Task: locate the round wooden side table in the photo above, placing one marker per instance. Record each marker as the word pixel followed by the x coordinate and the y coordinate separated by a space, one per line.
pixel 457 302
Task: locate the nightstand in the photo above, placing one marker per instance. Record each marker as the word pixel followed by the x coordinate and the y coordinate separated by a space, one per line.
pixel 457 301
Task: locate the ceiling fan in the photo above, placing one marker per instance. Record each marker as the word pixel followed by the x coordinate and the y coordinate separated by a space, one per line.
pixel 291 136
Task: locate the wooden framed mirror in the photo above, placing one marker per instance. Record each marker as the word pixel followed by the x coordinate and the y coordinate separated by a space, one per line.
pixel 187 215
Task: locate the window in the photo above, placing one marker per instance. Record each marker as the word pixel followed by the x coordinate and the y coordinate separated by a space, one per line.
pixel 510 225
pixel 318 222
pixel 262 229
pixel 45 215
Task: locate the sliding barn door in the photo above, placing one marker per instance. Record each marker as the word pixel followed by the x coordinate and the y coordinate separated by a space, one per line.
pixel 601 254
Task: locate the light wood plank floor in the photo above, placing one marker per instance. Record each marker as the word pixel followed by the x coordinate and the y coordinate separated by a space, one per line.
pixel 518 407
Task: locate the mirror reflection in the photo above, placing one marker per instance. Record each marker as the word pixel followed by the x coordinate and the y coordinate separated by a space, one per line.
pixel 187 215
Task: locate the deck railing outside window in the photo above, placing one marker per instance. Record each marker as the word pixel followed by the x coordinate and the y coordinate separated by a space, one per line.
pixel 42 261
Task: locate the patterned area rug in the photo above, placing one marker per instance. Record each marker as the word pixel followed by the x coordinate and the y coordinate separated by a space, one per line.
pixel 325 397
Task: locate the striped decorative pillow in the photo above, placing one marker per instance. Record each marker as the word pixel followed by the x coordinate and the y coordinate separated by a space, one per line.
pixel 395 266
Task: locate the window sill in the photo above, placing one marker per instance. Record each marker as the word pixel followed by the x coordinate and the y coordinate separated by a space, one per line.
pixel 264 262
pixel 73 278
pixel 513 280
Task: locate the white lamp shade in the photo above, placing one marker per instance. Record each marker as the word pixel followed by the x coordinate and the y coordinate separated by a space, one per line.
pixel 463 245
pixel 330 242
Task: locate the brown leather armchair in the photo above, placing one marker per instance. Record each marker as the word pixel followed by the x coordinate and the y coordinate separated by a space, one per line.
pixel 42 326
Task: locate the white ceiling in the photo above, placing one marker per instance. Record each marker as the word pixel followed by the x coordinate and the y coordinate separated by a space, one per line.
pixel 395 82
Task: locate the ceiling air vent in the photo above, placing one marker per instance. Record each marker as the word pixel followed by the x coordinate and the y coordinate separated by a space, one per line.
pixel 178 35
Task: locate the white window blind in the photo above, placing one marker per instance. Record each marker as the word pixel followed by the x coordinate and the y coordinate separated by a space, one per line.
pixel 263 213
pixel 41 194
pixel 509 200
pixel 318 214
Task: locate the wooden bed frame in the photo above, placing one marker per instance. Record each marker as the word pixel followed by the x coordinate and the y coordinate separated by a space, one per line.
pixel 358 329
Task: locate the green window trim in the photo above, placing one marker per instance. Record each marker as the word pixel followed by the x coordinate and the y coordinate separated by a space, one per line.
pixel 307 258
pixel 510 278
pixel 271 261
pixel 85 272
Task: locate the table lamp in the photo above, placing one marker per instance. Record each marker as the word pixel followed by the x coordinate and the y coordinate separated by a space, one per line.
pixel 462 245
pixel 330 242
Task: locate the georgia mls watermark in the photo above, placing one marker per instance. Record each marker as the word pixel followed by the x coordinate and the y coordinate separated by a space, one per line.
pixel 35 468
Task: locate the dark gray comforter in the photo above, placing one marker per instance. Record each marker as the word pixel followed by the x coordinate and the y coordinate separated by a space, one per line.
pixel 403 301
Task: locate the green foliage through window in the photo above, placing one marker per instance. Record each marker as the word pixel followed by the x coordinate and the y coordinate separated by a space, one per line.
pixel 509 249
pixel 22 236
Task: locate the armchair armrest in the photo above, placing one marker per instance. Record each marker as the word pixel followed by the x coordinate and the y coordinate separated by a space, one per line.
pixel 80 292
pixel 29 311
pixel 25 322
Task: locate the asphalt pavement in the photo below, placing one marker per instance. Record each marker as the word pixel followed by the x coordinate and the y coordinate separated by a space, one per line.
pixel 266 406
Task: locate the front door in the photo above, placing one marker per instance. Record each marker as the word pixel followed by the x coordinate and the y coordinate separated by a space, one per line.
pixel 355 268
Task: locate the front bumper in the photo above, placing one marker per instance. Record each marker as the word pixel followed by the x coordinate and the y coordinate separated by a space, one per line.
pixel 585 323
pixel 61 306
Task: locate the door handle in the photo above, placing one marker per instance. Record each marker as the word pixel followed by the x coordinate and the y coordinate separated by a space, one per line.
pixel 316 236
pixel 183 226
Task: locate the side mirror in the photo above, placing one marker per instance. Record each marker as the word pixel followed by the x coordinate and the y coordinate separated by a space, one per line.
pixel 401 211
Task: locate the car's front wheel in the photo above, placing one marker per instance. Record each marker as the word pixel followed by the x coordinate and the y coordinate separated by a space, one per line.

The exercise: Please copy all the rows above again, word for word and in the same order.

Reply to the task:
Task: locate the round wooden side table in the photo above, placing one marker per instance. Record each marker as the word pixel followed by the x coordinate and the y coordinate separated by a space, one per line.
pixel 457 302
Task: locate the nightstand in the photo above, placing one marker per instance. Record each marker as the word pixel followed by the x coordinate and the y coordinate separated by a space, one per line.
pixel 457 301
Task: locate the ceiling fan in the photo above, placing one marker per instance. Record each marker as the word pixel followed by the x coordinate and the y coordinate separated by a space, one per line.
pixel 291 136
Task: locate the wooden framed mirror in the photo above, placing one marker per instance. Record each marker as the word pixel followed by the x coordinate and the y coordinate separated by a space, one per line.
pixel 187 215
Task: locate the window in the photo above, placing one marker per instance. Record each marker as the word pixel followed by the x coordinate and the y coordinate separated by a space, one per line.
pixel 510 225
pixel 318 222
pixel 262 229
pixel 45 215
Task: locate the sliding barn door in the photo above, placing one marker per instance. Record each marker as the word pixel followed by the x coordinate and the y coordinate separated by a space, one per line.
pixel 601 254
Task: locate the light wood plank floor in the photo above, placing one marker per instance. Record each marker as the word pixel followed by the x coordinate and the y coordinate separated by a space, one per line.
pixel 518 407
Task: locate the mirror reflection in the photo above, placing one marker per instance. Record each marker as the word pixel followed by the x coordinate and the y coordinate separated by a space, one per line.
pixel 187 215
Task: locate the deck railing outside window in the photo above, placing one marker per instance. Record each marker as the word pixel followed by the x coordinate and the y coordinate separated by a space, one per line.
pixel 42 261
Task: locate the patterned area rug in the photo above, placing one marker per instance. Record each marker as the word pixel followed by the x coordinate and the y coordinate separated by a space, one per line.
pixel 325 397
Task: locate the striped decorative pillow in the photo above, placing one marker per instance. Record each marker as the word pixel followed by the x coordinate and the y coordinate separated by a space, one per line.
pixel 395 266
Task: locate the window sill in the photo above, placing one marker per instance. Record each marker as the word pixel followed by the x coordinate and the y coordinate separated by a space, one per line.
pixel 264 262
pixel 73 278
pixel 513 280
Task: locate the white lamp shade in the photo above, placing one marker per instance. Record each marker as the word pixel followed by the x coordinate and the y coordinate separated by a space, one per line.
pixel 463 245
pixel 330 242
Task: locate the brown leather armchair in the photo above, placing one marker per instance. Record each marker as the word pixel followed by the x coordinate and the y coordinate separated by a space, one per line.
pixel 42 326
Task: locate the white ceiling in the photo above, placing one marker per instance. Record each marker as the word pixel followed by the x coordinate and the y coordinate separated by a space, one per line.
pixel 395 82
Task: locate the ceiling air vent in the photo above, placing one marker per instance. Record each marker as the word pixel followed by the x coordinate and the y coordinate separated by a space, one per line.
pixel 178 35
Task: locate the white window blind in the photo above, placing one marker per instance. Record each marker as the word pixel followed by the x coordinate and the y coordinate separated by a space, one per line.
pixel 263 213
pixel 41 194
pixel 509 200
pixel 318 214
Task: locate the wooden bed frame in the photo above, placing one marker per instance. Record each marker as the word pixel followed by the x coordinate and the y coordinate separated by a space, one per line.
pixel 358 329
Task: locate the green window trim in the photo above, placing one marker per instance. Record each marker as the word pixel followed by the x coordinate and the y coordinate separated by a space, one per line.
pixel 307 258
pixel 510 278
pixel 271 261
pixel 85 272
Task: locate the table lamp in the photo above, placing one marker per instance. Record each marker as the word pixel followed by the x coordinate and the y coordinate separated by a space, one per line.
pixel 462 245
pixel 330 242
Task: locate the georgia mls watermark in the photo above, placing one marker per instance. Record each marker as the word pixel followed by the x coordinate and the y coordinate separated by a space, one per line.
pixel 35 468
Task: locate the dark gray comforter in the photo above, placing one marker per instance. Record each marker as the word pixel followed by the x coordinate and the y coordinate separated by a space, one per line.
pixel 403 301
Task: locate the green foliage through window in the photo above, placing one marker per instance. Record each marker as the word pixel followed by the x coordinate and the y coordinate separated by a space, one per line.
pixel 509 249
pixel 22 236
Task: locate the armchair armrest in the photo above, placing one marker per instance. Record each marker as the word pixel followed by the x coordinate and the y coordinate separated by a space, one per line.
pixel 80 292
pixel 29 311
pixel 25 322
Task: locate the asphalt pavement in the photo below, placing one marker per instance. Record each marker as the word pixel followed by the x coordinate and the y coordinate separated by a space, one per line.
pixel 266 406
Task: locate the front door in the photo above, placing one marker per instance. Record each marker as the word pixel followed by the x coordinate and the y coordinate separated by a space, one per line.
pixel 355 268
Task: locate the front bumper in the photo above, placing one marker per instance. Record each marker as the word pixel followed by the x coordinate and the y coordinate separated by a space, one per line.
pixel 585 323
pixel 61 306
Task: locate the door handle in the photo above, placing one marker per instance. Record each marker as the word pixel followed by the x coordinate and the y coordinate separated by a space, one per line.
pixel 316 236
pixel 183 226
Task: locate the side mirror in the photo above, placing one marker per instance. Record each marker as the word pixel followed by the x coordinate and the y coordinate separated by a space, one per line.
pixel 401 211
Task: locate the car's front wheel in the photo above, placing one marker per instance. Record each marker as the word pixel followed by the x coordinate and the y coordinate separated by a space, one per line.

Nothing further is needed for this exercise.